Material to process
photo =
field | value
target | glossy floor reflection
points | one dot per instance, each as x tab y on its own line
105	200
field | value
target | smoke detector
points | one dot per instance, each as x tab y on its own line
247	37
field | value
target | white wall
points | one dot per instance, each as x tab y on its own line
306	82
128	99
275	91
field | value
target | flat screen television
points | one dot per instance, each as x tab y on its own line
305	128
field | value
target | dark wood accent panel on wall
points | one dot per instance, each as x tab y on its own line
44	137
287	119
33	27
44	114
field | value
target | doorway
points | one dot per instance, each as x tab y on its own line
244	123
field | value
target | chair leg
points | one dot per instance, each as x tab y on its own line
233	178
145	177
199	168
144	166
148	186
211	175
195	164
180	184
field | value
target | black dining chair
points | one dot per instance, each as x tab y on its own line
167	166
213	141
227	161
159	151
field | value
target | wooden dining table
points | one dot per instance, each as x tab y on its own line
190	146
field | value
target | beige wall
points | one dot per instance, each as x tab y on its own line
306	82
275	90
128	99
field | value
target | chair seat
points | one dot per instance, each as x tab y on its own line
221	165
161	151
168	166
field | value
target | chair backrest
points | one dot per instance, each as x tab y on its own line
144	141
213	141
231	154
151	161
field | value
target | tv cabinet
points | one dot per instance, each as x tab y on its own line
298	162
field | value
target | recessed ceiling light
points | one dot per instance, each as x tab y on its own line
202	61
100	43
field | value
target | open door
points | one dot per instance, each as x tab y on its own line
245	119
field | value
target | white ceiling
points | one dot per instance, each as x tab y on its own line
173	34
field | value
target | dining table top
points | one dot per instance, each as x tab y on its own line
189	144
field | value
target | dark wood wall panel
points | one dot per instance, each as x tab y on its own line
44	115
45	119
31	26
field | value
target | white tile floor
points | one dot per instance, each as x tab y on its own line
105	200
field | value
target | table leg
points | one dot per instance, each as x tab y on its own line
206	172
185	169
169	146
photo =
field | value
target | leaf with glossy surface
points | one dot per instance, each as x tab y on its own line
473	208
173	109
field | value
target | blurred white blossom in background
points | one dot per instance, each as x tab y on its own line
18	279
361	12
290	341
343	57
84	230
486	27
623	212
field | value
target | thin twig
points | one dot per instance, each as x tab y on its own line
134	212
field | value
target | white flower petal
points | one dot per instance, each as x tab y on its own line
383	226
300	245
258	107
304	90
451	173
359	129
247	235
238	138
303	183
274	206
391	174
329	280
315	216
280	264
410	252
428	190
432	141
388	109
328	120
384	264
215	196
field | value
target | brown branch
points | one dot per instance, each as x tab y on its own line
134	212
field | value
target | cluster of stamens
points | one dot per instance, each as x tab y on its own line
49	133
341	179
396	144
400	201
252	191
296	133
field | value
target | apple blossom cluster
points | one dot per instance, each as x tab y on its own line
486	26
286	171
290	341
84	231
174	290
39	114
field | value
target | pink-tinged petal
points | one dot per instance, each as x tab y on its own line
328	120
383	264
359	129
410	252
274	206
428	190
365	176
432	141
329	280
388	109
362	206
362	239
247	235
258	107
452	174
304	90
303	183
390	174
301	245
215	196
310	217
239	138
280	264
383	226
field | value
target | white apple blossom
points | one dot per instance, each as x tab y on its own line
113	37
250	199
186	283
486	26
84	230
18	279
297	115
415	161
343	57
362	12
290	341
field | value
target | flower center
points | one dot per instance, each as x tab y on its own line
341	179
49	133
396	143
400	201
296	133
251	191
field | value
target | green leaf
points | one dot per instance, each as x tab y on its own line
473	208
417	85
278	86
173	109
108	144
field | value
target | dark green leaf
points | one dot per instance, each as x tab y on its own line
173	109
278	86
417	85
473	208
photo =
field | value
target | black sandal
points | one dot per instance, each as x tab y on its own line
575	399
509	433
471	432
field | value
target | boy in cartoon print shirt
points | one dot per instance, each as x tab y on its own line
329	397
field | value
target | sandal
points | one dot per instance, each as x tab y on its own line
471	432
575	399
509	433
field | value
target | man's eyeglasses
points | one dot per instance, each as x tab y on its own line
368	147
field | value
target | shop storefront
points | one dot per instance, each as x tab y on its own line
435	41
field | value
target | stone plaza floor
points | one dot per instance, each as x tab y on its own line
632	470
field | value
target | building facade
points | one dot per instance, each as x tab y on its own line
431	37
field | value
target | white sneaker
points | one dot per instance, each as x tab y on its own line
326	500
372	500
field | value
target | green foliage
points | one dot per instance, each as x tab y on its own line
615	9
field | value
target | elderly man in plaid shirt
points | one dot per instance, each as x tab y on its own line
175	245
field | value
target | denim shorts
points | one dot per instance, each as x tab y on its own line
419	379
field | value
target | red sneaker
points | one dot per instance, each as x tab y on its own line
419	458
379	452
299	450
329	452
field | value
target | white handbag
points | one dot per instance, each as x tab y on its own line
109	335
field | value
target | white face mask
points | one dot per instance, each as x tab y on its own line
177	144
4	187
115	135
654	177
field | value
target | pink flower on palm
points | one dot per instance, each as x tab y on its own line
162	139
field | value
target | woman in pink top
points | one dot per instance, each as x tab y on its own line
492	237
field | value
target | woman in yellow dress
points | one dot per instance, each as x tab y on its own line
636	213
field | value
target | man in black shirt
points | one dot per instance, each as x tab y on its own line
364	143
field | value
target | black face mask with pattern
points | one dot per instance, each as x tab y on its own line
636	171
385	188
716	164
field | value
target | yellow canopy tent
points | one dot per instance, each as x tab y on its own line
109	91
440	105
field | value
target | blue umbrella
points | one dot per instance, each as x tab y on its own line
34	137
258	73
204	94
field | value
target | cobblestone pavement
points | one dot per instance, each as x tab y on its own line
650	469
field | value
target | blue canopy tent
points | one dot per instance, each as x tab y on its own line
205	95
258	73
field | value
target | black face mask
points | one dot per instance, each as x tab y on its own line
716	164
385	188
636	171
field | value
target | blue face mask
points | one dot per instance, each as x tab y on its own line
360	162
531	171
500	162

Stated task
Select every line in the records that contains the string "leaf". Case counts.

Reply
target | leaf with glossy surface
target | green leaf
target | dark green leaf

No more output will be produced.